[Records of labeled points]
------------------------------------------------
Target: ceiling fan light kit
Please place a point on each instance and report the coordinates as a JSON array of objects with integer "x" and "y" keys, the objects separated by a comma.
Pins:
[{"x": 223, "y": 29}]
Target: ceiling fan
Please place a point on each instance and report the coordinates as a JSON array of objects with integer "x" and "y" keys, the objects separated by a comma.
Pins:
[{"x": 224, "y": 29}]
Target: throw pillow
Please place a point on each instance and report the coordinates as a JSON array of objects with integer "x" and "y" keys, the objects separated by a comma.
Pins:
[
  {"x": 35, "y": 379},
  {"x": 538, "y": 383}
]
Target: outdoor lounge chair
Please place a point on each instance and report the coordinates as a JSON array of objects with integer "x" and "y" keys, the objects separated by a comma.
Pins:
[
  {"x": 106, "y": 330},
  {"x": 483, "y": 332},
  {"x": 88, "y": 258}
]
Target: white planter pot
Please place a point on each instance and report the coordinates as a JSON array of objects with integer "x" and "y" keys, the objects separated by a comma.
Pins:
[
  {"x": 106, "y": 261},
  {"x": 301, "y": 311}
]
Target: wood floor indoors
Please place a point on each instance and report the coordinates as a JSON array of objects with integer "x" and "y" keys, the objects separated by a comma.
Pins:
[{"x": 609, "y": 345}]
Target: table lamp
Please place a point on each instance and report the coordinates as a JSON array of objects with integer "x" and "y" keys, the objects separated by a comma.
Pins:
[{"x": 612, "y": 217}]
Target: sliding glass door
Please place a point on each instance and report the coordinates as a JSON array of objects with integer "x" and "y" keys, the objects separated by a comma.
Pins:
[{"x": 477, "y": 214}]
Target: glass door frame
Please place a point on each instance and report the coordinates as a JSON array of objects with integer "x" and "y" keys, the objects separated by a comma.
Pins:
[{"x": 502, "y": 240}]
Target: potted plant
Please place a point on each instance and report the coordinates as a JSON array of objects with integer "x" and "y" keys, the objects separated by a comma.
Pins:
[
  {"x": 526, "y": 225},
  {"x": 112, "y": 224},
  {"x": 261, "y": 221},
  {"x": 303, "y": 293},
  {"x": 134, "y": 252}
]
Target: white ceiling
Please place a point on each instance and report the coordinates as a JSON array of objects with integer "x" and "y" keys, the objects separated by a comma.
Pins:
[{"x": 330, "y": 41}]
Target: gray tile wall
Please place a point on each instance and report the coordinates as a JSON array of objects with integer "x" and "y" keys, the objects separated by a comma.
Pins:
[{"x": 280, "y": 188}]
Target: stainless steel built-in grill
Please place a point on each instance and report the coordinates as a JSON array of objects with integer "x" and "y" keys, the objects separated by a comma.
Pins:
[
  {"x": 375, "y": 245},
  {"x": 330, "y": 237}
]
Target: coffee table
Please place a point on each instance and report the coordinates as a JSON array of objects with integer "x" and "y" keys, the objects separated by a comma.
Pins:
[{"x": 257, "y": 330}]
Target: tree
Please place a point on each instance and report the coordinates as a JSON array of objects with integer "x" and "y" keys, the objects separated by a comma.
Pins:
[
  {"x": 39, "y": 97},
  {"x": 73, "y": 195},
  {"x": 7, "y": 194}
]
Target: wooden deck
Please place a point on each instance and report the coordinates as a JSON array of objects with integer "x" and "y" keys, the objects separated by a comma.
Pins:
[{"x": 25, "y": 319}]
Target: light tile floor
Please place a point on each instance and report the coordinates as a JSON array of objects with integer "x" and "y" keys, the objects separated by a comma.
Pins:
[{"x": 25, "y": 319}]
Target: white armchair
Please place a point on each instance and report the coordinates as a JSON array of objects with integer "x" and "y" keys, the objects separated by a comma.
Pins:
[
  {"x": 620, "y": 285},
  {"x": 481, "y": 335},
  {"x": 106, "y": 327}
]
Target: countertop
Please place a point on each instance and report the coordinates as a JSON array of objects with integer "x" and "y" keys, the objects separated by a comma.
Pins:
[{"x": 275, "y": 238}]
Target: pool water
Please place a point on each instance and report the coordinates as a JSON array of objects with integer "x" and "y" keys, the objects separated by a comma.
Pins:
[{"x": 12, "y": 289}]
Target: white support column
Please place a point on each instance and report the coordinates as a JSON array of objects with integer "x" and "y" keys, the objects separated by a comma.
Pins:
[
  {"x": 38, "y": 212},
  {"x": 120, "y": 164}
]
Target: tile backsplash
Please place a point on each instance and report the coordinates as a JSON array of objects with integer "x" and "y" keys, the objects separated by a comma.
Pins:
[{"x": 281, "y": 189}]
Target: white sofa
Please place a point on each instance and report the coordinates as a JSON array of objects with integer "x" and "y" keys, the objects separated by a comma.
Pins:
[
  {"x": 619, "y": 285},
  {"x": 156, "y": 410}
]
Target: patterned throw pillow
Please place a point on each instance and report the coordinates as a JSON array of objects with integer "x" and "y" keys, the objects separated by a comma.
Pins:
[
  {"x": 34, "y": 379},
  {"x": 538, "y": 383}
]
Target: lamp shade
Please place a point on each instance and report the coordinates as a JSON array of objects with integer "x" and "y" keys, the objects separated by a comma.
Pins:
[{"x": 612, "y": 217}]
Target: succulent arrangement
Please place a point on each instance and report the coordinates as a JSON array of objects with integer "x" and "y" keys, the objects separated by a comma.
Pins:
------------------------------------------------
Set problem »
Reproduce every line of the listing above without any changes.

Task response »
Target: ceiling fan light kit
Please place a point on each instance and report the coordinates as a JSON array of objects with integer "x" and "y" keys, the objects separated by a comma.
Pins:
[{"x": 223, "y": 29}]
Target: ceiling fan
Please place a point on each instance and report the coordinates as a JSON array of objects with integer "x" and "y" keys, the objects separated by a comma.
Pins:
[{"x": 224, "y": 29}]
Target: throw pillow
Please place a point on each instance and report the coordinates as a JSON array of objects with integer "x" and "y" keys, the objects separated by a comma.
Pins:
[
  {"x": 35, "y": 379},
  {"x": 538, "y": 383}
]
Target: outdoor lounge chair
Please place a point on each instance and report the coordinates as a JSON array of objects with integer "x" and "y" keys, the objects separated by a comma.
Pins:
[
  {"x": 106, "y": 330},
  {"x": 483, "y": 332},
  {"x": 88, "y": 258}
]
Target: white planter pot
Please place a point on each instance and report the coordinates as a JSON array of objects with integer "x" and "y" keys, the objects separated by a comma.
Pins:
[
  {"x": 106, "y": 261},
  {"x": 301, "y": 311}
]
Target: wood floor indoors
Please place a point on each instance and report the coordinates as a JSON array of objects with integer "x" and "y" keys, the objects separated by a comma.
Pins:
[{"x": 609, "y": 345}]
Target: table lamp
Please place a point on each instance and report the coordinates as a JSON array of objects with integer "x" and "y" keys, the objects separated by a comma.
Pins:
[{"x": 612, "y": 217}]
Target: sliding glass door
Please place a point on each instance and report the coordinates as a JSON array of objects with integer "x" and "y" keys, the objects separated by a comma.
Pins:
[{"x": 477, "y": 214}]
Target: glass door frame
Please place a point on each instance and report the coordinates as a JSON array of objects with integer "x" and "y" keys, the objects separated by a comma.
Pins:
[{"x": 502, "y": 240}]
Target: potted plant
Please place a point on each instance and report the coordinates as a JSON array of objects with integer "x" and "y" keys, the objects separated by a comma.
Pins:
[
  {"x": 526, "y": 225},
  {"x": 112, "y": 224},
  {"x": 261, "y": 221},
  {"x": 303, "y": 293},
  {"x": 134, "y": 252}
]
Target: white ceiling
Please place a point on each instance and report the coordinates as a JSON array of objects with integer "x" and "y" keys, the objects separated by a comma.
Pins:
[{"x": 330, "y": 41}]
Target: gray tile wall
Please place a point on each instance and report the coordinates as a JSON array of objects with integer "x" and "y" keys, the objects separated by a comma.
Pins:
[{"x": 280, "y": 188}]
Target: stainless steel built-in grill
Please place a point on each instance and report the coordinates as a JSON array of objects with integer "x" and "y" keys, the objects separated by a comma.
Pins:
[
  {"x": 375, "y": 245},
  {"x": 330, "y": 237}
]
Target: coffee table
Please place a point on each instance and report the coordinates as a JSON array of objects with integer "x" and "y" keys, the objects separated by a comma.
Pins:
[{"x": 257, "y": 330}]
Target: tree
Please place a point on each instance and report the coordinates as a JSON array of objects with integer "x" and "y" keys, the objects separated by a comma.
Pins:
[
  {"x": 39, "y": 97},
  {"x": 73, "y": 195},
  {"x": 7, "y": 194}
]
Target: wooden deck
Please place a point on each instance and report the coordinates as a JSON array of objects with integer "x" and "y" keys, the objects separated by a comma.
Pins:
[{"x": 25, "y": 319}]
Target: light tile floor
Please place a point on each instance and report the coordinates as a JSON array of objects with integer "x" and "y" keys, the objects separated by a comma.
Pins:
[{"x": 25, "y": 319}]
Target: white armchair
Please place a point on each instance and report the coordinates as a JSON array of objects with integer "x" and "y" keys, the objects separated by a comma.
Pins:
[
  {"x": 620, "y": 285},
  {"x": 481, "y": 335},
  {"x": 106, "y": 327}
]
Target: countertop
Please place a point on each instance and report the coordinates as a JSON array of objects with integer "x" and "y" keys, the objects separated by a comma.
Pins:
[{"x": 275, "y": 238}]
Target: pool water
Please place a point on each instance and report the coordinates as a JSON array of objects with integer "x" and "y" keys, the objects separated by a comma.
Pins:
[{"x": 12, "y": 289}]
Target: white support column
Please place a point on each instance and report the coordinates as a JSON array of objects with integer "x" and "y" keys, the objects separated by a comma.
Pins:
[
  {"x": 38, "y": 212},
  {"x": 120, "y": 164}
]
Target: tile backsplash
Please place a point on each instance and report the coordinates as a JSON array of objects with integer "x" and "y" keys, the objects separated by a comma.
Pins:
[{"x": 281, "y": 189}]
Target: white sofa
Please place a point on each instance and report the coordinates as a JSON array of objects with integer "x" and "y" keys, the objects separated by a comma.
Pins:
[
  {"x": 619, "y": 285},
  {"x": 156, "y": 410}
]
Target: patterned throw pillow
Please place a point on each instance and report the coordinates as a JSON array of objects with integer "x" and "y" keys, the objects separated by a comma.
Pins:
[
  {"x": 34, "y": 379},
  {"x": 538, "y": 383}
]
Target: lamp shade
Please place a point on each instance and report the coordinates as a JSON array of objects with integer "x" and "y" keys, the objects separated by a comma.
Pins:
[{"x": 612, "y": 217}]
Target: succulent arrangement
Please place a point on each instance and report the coordinates as a JSON array of objects with integer "x" and "y" keys, the objects separated by a comma.
Pins:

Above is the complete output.